§ Selection:

56 Critical Mineral Blocks Auctioned as India Builds Strategic Supply Chains
India's drive to secure the raw materials that will power the next generation of electric vehicles, renewable energy systems, semiconductors and defence technologies has gathered significant momentum. The Ministry of Mines recently completed the Seventh Tranche of critical and strategic mineral auctions, taking the total number of successfully auctioned critical and strategic mineral blocks to 56 .
The latest round saw the successful auction of 10 mineral blocks , pushing the overall success rate to more than 63 per cent , with 56 of the 88 unique critical and strategic mineral blocks offered by the Central Government finding successful bidders. While the numbers themselves are significant, they also reflect a larger transformation underway in India's mining sector as the country seeks to reduce import dependence and build resilient domestic supply chains for minerals that are increasingly becoming strategic assets.
The Seventh Tranche marked a milestone for Gujarat, Uttarakhand and Telangana , where critical mineral blocks were auctioned by the Central Government for the first time. The blocks contain minerals such as Graphite, Rare Earth Elements (REEs), Vanadium, Titanium, Glauconite and Rock Phosphate , all of which are vital for advanced manufacturing and clean-energy technologies.

§ Task 1: According to the article on India's critical mineral auctions, in which three states did the Central Government auction critical mineral blocks for the first time during the Seventh Tranche?
§ Task 2: Reproduce the passage of the article on India's critical mineral auctions from "The latest round" up to and including "becoming strategic assets.".
§ Task 3: Extend the article on India's critical mineral auctions, picking up immediately after its final sentence.

§ Records provided:
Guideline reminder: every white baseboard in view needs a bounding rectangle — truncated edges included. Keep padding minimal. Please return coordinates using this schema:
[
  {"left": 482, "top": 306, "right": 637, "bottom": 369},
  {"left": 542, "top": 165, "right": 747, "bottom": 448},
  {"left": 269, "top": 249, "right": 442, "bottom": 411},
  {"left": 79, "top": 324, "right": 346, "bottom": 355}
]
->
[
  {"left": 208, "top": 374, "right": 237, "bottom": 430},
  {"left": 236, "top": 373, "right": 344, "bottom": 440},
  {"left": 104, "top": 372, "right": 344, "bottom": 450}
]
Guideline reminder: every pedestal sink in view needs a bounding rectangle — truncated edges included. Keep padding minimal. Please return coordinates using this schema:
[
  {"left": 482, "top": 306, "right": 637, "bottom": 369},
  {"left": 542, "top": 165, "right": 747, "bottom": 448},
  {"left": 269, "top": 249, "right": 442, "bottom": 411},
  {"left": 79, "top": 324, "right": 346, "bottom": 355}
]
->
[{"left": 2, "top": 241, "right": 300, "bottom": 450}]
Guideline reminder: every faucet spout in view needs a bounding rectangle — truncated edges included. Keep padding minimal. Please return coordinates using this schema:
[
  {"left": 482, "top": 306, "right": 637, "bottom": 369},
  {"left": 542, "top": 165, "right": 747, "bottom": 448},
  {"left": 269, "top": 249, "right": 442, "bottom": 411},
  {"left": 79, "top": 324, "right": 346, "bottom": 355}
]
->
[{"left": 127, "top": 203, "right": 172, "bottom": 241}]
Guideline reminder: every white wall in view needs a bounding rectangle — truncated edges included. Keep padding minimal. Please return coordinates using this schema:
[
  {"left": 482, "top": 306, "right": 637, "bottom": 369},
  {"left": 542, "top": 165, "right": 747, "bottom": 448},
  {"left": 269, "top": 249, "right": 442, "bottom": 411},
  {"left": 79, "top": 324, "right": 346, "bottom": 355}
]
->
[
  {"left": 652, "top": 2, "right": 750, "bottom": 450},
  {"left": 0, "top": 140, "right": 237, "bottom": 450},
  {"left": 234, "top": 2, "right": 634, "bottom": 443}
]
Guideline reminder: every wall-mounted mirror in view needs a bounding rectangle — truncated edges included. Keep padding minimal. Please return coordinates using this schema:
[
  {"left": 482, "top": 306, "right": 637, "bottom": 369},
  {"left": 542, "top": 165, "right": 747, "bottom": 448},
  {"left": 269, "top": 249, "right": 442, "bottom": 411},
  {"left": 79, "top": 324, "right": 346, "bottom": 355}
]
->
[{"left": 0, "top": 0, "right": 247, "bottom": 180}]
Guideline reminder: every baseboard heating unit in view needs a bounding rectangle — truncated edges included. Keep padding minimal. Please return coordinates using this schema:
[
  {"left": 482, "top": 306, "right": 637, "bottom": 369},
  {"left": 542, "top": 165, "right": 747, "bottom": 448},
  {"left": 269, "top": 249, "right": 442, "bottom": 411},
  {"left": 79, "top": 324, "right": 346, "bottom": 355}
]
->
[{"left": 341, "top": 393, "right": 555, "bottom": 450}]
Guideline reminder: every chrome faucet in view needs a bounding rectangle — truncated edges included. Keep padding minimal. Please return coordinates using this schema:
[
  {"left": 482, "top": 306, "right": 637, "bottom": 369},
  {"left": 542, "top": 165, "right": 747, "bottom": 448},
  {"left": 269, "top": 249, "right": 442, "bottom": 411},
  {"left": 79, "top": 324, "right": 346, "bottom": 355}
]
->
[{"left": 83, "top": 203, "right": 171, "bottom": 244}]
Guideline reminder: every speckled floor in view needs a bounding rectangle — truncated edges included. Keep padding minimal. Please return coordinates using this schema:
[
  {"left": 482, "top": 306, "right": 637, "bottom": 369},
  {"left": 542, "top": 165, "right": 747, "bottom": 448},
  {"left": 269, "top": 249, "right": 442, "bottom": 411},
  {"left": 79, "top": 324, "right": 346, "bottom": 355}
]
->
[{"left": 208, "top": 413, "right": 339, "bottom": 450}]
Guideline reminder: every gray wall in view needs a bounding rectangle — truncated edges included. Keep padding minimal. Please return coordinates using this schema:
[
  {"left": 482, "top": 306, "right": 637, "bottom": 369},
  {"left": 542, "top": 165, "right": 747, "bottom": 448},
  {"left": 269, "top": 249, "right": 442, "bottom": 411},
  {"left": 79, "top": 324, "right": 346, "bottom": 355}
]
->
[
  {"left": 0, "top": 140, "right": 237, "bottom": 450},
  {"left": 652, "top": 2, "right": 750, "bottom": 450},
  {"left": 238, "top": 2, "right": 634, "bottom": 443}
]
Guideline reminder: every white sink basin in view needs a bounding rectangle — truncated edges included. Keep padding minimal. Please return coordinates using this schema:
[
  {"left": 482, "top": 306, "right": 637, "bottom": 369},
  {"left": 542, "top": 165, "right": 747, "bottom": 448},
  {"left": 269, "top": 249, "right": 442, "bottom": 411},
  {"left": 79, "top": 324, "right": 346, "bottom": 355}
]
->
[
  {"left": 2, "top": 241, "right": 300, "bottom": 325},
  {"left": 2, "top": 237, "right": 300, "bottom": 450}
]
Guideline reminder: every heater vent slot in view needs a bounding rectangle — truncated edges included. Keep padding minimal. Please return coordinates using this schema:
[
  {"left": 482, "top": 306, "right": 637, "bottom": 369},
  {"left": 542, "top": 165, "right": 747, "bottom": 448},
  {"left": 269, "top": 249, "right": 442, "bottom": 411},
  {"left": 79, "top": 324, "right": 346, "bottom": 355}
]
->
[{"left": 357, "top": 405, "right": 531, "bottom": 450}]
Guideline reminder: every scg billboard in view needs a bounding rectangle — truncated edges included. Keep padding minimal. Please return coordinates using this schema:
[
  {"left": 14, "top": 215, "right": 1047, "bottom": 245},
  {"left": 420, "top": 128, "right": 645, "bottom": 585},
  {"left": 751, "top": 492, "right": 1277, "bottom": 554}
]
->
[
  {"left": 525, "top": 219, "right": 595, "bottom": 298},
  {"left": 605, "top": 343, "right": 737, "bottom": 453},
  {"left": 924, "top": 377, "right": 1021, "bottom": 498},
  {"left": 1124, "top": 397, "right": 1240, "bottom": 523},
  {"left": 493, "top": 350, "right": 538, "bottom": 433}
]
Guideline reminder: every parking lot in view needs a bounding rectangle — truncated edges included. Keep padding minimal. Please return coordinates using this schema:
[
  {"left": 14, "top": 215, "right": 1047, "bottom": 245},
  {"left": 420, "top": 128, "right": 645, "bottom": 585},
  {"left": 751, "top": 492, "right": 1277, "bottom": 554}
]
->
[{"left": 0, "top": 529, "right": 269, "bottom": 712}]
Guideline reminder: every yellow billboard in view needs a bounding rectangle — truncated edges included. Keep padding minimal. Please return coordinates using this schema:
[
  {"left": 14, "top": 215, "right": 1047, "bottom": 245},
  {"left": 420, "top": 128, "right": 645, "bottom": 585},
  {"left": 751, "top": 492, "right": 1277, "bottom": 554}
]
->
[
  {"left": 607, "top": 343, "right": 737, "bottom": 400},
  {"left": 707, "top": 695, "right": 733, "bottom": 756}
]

§ Answer 1: Gujarat, Uttarakhand and Telangana.

§ Answer 2:
The latest round saw the successful auction of 10 mineral blocks , pushing the overall success rate to more than 63 per cent , with 56 of the 88 unique critical and strategic mineral blocks offered by the Central Government finding successful bidders. While the numbers themselves are significant, they also reflect a larger transformation underway in India's mining sector as the country seeks to reduce import dependence and build resilient domestic supply chains for minerals that are increasingly becoming strategic assets.

§ Answer 3:
For Telangana, the development is particularly noteworthy. The auction of a Vanadium, Titanium and Aluminous Laterite Composite Licence block in Sangareddy district signals the state's entry into India's emerging critical minerals ecosystem. While Telangana has long been associated with coal production through Singareni Collieries Company Limited (SCCL) , the latest development opens opportunities beyond traditional mining. SCCL itself has begun diversifying into the critical minerals segment and recently secured an Exploration Licence for a gold-copper block in Karnataka.
Strategic Minerals for a New Industrial Age
Unlike conventional minerals such as coal and limestone, critical minerals form the backbone of modern industrial and energy systems. They are essential for manufacturing batteries, electric vehicles, solar panels, wind turbines, semiconductors, electronics, aerospace components and defence equipment.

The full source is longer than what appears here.